> Task to carry out
Each line of the entries, from the first to the line containing "the white number", is to be transcribed exactly as it stands; include no other lines.

Referring expression pointing data:
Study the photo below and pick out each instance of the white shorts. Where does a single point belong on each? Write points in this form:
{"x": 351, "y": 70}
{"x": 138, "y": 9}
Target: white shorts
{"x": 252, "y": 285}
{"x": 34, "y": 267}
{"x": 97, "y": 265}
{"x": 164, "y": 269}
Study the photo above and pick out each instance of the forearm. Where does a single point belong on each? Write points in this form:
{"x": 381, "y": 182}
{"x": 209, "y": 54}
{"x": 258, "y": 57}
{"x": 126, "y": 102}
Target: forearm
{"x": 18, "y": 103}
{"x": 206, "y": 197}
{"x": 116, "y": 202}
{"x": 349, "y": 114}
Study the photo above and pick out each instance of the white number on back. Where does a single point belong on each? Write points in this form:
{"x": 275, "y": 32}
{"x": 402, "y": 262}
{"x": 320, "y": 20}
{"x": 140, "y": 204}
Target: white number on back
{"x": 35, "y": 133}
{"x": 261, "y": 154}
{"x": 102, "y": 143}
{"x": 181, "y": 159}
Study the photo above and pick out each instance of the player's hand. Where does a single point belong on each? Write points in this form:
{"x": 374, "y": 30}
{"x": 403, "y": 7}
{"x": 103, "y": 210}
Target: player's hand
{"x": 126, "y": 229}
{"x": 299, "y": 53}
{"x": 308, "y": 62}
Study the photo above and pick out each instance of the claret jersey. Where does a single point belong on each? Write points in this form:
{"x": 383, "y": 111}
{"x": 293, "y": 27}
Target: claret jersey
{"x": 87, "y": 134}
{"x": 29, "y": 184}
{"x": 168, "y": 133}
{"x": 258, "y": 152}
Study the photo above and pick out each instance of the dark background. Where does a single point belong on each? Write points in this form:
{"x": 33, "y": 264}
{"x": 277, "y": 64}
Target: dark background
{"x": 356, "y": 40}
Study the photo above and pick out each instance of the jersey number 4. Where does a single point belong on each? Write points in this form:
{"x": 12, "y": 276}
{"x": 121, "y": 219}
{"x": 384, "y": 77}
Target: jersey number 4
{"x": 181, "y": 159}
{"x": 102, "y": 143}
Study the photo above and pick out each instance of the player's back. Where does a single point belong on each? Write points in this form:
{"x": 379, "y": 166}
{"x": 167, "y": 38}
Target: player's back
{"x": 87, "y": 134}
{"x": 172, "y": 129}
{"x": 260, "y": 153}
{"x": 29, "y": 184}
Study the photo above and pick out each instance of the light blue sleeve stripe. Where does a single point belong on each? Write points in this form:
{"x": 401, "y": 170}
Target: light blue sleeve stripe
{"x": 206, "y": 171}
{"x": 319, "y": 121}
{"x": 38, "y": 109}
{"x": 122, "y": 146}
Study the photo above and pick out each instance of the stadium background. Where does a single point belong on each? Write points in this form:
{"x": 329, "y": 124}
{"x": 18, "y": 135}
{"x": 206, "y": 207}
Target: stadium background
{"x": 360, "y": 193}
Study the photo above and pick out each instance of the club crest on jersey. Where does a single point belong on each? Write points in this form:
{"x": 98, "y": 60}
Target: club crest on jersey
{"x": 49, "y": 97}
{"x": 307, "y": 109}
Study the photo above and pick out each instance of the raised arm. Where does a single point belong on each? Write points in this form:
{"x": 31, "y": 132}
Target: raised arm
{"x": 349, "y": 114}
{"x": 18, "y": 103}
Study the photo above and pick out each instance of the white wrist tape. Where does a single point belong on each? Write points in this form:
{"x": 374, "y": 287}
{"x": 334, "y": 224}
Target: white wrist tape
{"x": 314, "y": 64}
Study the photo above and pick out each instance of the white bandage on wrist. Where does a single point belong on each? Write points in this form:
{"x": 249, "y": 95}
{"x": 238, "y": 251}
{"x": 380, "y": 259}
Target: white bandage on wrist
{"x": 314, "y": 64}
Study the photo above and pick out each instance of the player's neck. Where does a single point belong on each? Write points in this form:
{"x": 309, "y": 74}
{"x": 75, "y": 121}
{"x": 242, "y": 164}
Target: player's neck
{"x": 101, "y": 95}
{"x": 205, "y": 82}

> Response to the task
Study the photo below and pick out each instance of the white shorts. Where does a single point belong on each? Write points in this form:
{"x": 351, "y": 70}
{"x": 138, "y": 9}
Target: white shorts
{"x": 252, "y": 285}
{"x": 34, "y": 267}
{"x": 97, "y": 265}
{"x": 164, "y": 269}
Study the photo above and pick out each instance of the forearm. Where does a single point belong on each? Write points in this form:
{"x": 381, "y": 182}
{"x": 209, "y": 54}
{"x": 258, "y": 57}
{"x": 126, "y": 102}
Target: forearm
{"x": 18, "y": 103}
{"x": 206, "y": 197}
{"x": 116, "y": 202}
{"x": 349, "y": 114}
Study the photo above and pick out each instance of the white number on back. Where does a single point belong on each? Write points in this form:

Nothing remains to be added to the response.